**EXTRACT PROVIDED**
####

The stir-fry at the Land Spring Garden restaurant was standard Chinese fare: aubergines, eggs and green pepper, chilli chicken.

But this was no ordinary restaurant and the food was literally out of this world: it had been cooked using mutant giant vegetables from space.

The Land Spring Garden, in Sunhe, near Beijing, is China's first speciality restaurant serving what the government hopes will one day feed its enormous population: nuclear fruit and veg.

This week China's second manned space mission came to earth in the grasslands of Inner Mongolia. It was a stepping stone, the government said, on the road to putting a man on the moon.

The programme is another sign of Beijing's bold, some would say unrestrained, ambition to become a world power.

Another example was some of the space capsule's contents, also heralded upon landing in the state media this week: plant seeds. For China has the world's largest, perhaps only, programme to mutate seeds in space to improve yield and size of their crops.

The menu at Land Spring Garden is the result. This year the vegetables have begun to hit the open market. The project began in 1987 when the first seeds sent up in a Chinese rocket and exposed to the galaxy's background radiation in zero gravity were found to show a variety of mutations.

Since then spacecraft have regularly carried seeds in hundreds of different varieties. Those that have shown promise are bred further, for at least four years each, until super-strains have been developed.

"The experiment results show vitamin content of vegetables grown from space seeds is 281.5 per cent of that of ordinary vegetables," the state media said, with customary precision.

####

**Entries drawn from a collection**
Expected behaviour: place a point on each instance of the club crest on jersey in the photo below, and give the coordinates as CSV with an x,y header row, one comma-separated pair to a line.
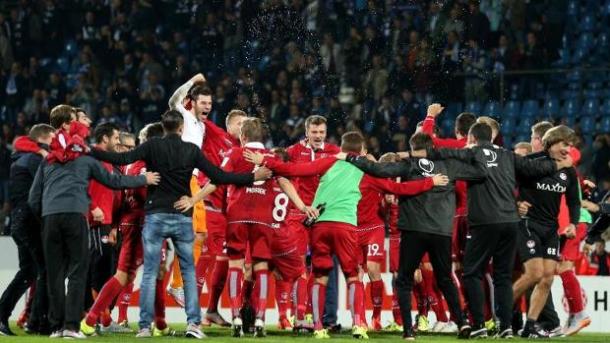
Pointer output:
x,y
491,157
557,188
427,166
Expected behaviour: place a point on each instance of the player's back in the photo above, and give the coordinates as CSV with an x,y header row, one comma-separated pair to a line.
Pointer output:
x,y
253,203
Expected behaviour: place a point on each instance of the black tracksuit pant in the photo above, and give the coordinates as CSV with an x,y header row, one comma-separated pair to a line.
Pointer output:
x,y
26,233
413,246
66,250
497,241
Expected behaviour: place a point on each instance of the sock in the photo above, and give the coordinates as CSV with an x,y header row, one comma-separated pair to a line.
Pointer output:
x,y
310,283
261,290
236,278
176,274
124,299
111,289
282,297
377,297
204,264
396,309
420,297
572,291
301,293
356,301
217,284
160,305
318,300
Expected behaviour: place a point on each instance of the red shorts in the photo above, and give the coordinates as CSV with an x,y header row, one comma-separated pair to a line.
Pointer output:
x,y
294,222
217,232
336,238
257,236
131,255
371,244
570,249
285,256
394,253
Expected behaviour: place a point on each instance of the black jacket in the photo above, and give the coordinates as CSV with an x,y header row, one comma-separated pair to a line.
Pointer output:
x,y
493,201
175,160
432,211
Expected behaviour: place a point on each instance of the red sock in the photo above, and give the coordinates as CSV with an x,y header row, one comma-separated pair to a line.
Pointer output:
x,y
356,301
571,288
310,283
261,291
201,270
236,278
396,309
217,284
419,290
124,300
318,300
160,305
301,298
111,289
377,297
282,297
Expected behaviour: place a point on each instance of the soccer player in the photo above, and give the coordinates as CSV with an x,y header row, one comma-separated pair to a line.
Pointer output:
x,y
538,240
130,256
492,221
25,231
313,147
341,187
175,159
197,97
217,144
63,206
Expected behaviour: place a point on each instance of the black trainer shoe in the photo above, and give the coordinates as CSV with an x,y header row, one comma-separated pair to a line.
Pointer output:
x,y
5,330
534,331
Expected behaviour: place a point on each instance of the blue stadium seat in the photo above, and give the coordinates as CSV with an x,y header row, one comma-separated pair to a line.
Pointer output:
x,y
571,107
492,108
474,107
587,124
512,109
551,108
530,108
591,107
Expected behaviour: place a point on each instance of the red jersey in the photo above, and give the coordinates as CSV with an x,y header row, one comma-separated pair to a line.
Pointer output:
x,y
370,212
260,203
133,212
102,197
302,152
216,145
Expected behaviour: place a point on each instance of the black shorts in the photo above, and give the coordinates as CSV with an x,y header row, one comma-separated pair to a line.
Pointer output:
x,y
535,240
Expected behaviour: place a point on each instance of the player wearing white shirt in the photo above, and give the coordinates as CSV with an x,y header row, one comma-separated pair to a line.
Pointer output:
x,y
197,97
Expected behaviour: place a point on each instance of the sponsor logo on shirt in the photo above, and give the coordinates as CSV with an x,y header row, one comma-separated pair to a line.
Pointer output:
x,y
558,188
491,157
426,166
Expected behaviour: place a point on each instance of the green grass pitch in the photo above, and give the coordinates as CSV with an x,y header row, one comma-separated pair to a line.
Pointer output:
x,y
274,336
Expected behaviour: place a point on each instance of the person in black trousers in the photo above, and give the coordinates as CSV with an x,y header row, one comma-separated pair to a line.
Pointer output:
x,y
27,236
493,223
62,206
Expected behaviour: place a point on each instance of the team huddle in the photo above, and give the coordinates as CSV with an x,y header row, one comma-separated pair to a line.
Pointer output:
x,y
474,229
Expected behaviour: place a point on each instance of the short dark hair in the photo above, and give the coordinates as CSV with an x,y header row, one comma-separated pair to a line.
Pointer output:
x,y
106,129
481,132
463,122
252,129
352,141
421,141
61,114
199,89
171,121
40,130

####

Retype the section of the article on space-grown vegetables that begins with the words "The Land Spring Garden, in" and ends with "of their crops.", reproducing every word and punctuation mark.

The Land Spring Garden, in Sunhe, near Beijing, is China's first speciality restaurant serving what the government hopes will one day feed its enormous population: nuclear fruit and veg.

This week China's second manned space mission came to earth in the grasslands of Inner Mongolia. It was a stepping stone, the government said, on the road to putting a man on the moon.

The programme is another sign of Beijing's bold, some would say unrestrained, ambition to become a world power.

Another example was some of the space capsule's contents, also heralded upon landing in the state media this week: plant seeds. For China has the world's largest, perhaps only, programme to mutate seeds in space to improve yield and size of their crops.